▶ _Source_:

There are two claims here, both of which are monstrously wrong:
- That it is not in the British interest to go to war on the European continent in order to prevent the rise of a European continental hegemon.
- That the British Empire in the early 20th century was capable of winning a war against a European continental hegemon on its own.
The history of Europe in the last several hundred years is the history of a series of would-be hegemons attempting to dominate the continent and reconstruct new visions of the Roman Empire. When European states begin to feel they are close to establishing hegemony, they start making all kinds of aesthetic and rhetorical appeals to the Roman Empire. Consider the sheer amount of Roman imagery we see on the continent–the German and Russian leaders during World War I were called “Kaisers” and Tsars”, both of which mean “Caesar”, Napoleon called himself an “emperor” and erected Roman-style victory arches, the Nazis borrowed the Roman salute, and all of these countries made extensive use of the imperial eagle. The desire to be like the Romans was not merely a matter of style, it was a matter of policy. The goal of every European continental great power has been to reestablish the empire.
Why? Because the Roman Empire provides the blueprint for how a European state can not only achieve longevity but can imprint its culture upon the entire world. The Western Roman Empire survived for 1,229 years, the Eastern Roman Empire lasted 2,206. Every European country and every European colony both current and former has been shaped by Roman law, the Latin language, Roman culture, and so on. If you want to survive and make the world in your image, you do it by emulating the Romans. European statesmen have always been aware of this–Machiavelli’s 16th century Discourses on Livy openly advises European states to follow the Roman method of expansion, and Friedrich List in his 1841 National System of Political Economy advised Germany to unify, industrialize, and then attempt to become the head of a continental European empire in the mold of Rome, a strategy they followed to the letter.

▶ _Supplied data_:
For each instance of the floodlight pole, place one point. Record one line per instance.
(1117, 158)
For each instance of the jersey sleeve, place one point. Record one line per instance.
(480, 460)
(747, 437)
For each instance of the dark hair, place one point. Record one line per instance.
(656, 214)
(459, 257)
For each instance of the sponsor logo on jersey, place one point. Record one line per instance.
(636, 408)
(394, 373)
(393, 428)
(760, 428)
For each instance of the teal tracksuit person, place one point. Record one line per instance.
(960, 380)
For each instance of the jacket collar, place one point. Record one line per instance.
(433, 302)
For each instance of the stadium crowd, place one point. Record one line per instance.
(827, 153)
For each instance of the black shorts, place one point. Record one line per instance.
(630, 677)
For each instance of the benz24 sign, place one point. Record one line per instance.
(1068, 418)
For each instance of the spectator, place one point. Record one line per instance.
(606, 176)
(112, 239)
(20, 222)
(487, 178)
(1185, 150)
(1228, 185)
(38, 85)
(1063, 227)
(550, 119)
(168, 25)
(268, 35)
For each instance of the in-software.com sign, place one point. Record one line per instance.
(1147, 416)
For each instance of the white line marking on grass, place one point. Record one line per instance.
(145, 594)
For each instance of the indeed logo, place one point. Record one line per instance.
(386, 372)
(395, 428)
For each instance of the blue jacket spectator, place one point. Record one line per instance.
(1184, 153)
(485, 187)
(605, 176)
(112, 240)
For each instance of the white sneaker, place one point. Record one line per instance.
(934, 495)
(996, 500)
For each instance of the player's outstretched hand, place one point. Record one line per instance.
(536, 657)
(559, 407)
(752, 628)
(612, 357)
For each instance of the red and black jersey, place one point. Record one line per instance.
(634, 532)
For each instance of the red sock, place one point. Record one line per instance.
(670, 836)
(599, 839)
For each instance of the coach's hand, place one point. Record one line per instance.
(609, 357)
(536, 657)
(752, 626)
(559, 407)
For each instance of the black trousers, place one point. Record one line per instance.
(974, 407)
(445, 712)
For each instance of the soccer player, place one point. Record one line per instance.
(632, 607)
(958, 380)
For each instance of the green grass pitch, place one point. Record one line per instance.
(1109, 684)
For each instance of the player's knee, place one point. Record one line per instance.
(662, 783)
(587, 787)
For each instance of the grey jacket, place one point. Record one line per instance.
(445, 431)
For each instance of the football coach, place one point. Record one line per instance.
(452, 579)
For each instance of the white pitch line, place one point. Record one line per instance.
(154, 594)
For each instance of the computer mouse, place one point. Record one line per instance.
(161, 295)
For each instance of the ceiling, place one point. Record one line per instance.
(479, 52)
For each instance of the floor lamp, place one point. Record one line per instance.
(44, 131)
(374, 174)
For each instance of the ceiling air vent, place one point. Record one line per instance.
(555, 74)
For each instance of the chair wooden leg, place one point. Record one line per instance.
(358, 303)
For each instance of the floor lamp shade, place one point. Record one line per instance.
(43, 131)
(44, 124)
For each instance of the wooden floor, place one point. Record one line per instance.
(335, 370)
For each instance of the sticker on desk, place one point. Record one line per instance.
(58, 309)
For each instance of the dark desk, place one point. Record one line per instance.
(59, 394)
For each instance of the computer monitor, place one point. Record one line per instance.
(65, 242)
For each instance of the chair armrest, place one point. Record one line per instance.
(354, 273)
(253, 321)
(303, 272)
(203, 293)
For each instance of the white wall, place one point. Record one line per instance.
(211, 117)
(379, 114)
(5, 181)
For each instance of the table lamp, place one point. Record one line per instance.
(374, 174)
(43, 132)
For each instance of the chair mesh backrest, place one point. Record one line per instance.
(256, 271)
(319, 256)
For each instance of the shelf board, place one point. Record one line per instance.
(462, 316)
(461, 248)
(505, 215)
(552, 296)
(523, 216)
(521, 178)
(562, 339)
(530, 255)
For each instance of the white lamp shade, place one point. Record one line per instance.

▶ _Jobs_:
(a) Answer these from the passage on European would-be hegemons, one answer a line:
(i) How many years did the Eastern Roman Empire last?
(ii) What did the Nazis borrow from the Romans?
(iii) In what year was Friedrich List's National System of Political Economy published?
(b) From the rows, copy out the lines starting at the one containing "For each instance of the teal" and ending at the one containing "(1068, 418)".

▶ _The answers_:
(a)
(i) 2,206 years.
(ii) The Roman salute.
(iii) 1841.

(b)
For each instance of the teal tracksuit person, place one point. Record one line per instance.
(960, 380)
For each instance of the jacket collar, place one point. Record one line per instance.
(433, 302)
For each instance of the stadium crowd, place one point. Record one line per instance.
(827, 153)
For each instance of the black shorts, place one point. Record one line per instance.
(630, 677)
For each instance of the benz24 sign, place one point. Record one line per instance.
(1068, 418)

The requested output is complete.